-- Task to complete --
An exact transcription is needed, starting with the line that contains "Objective — a point for each instance of the gold" and ending with the last line of the records.

Stored entries:

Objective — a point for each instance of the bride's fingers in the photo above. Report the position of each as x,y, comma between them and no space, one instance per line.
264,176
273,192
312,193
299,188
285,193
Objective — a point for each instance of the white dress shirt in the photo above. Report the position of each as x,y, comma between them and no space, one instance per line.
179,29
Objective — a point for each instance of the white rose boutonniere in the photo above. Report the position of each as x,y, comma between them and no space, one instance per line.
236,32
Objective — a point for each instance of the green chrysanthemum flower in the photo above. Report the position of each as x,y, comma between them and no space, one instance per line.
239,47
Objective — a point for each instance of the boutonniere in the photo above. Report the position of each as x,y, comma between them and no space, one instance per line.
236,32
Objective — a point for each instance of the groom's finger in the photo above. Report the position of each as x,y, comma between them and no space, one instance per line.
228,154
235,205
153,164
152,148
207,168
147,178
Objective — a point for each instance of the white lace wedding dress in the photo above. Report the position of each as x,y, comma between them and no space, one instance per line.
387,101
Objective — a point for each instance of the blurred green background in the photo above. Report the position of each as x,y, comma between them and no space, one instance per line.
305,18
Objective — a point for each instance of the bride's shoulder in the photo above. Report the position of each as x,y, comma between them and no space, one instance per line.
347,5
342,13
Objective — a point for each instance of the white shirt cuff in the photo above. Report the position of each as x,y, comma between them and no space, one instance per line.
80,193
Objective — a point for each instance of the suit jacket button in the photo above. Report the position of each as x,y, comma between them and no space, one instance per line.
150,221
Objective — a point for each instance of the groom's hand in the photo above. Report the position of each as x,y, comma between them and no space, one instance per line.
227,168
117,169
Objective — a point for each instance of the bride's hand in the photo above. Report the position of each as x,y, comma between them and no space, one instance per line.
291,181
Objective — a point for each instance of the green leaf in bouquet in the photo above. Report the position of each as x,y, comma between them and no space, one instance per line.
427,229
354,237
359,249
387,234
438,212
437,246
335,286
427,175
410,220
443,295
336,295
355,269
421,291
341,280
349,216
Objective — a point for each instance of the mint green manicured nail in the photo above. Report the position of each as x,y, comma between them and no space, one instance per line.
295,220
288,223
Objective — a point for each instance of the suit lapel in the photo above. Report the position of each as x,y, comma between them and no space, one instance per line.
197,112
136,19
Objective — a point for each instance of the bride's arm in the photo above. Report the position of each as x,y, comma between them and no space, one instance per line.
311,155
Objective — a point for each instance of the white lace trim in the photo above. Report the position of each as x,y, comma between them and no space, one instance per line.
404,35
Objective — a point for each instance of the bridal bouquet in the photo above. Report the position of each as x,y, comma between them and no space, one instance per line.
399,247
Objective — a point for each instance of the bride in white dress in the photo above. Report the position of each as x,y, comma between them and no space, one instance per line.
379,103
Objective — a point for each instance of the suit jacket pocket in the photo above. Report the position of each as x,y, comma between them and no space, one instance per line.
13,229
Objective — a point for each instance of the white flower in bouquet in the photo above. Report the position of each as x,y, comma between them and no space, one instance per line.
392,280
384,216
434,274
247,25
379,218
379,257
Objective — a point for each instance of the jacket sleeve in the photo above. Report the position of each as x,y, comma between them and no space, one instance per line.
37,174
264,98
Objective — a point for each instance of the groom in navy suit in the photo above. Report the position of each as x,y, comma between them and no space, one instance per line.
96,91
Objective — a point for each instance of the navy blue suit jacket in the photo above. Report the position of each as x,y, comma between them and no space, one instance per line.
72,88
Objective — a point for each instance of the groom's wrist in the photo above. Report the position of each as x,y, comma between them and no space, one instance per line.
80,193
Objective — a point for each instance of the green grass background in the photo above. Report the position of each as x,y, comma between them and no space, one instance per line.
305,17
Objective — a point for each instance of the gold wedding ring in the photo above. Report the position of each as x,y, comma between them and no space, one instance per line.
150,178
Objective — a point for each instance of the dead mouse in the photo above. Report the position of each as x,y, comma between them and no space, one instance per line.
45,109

-- Problem solution --
Objective — a point for each instance of the gold wedding ring in the photo above. Report the position of each as x,y, comma between them and no space, one instance per line.
150,178
Objective — a point for each instance of the dead mouse in the photo above. Report the position of each as x,y, comma between them and no space, one instance per line.
45,109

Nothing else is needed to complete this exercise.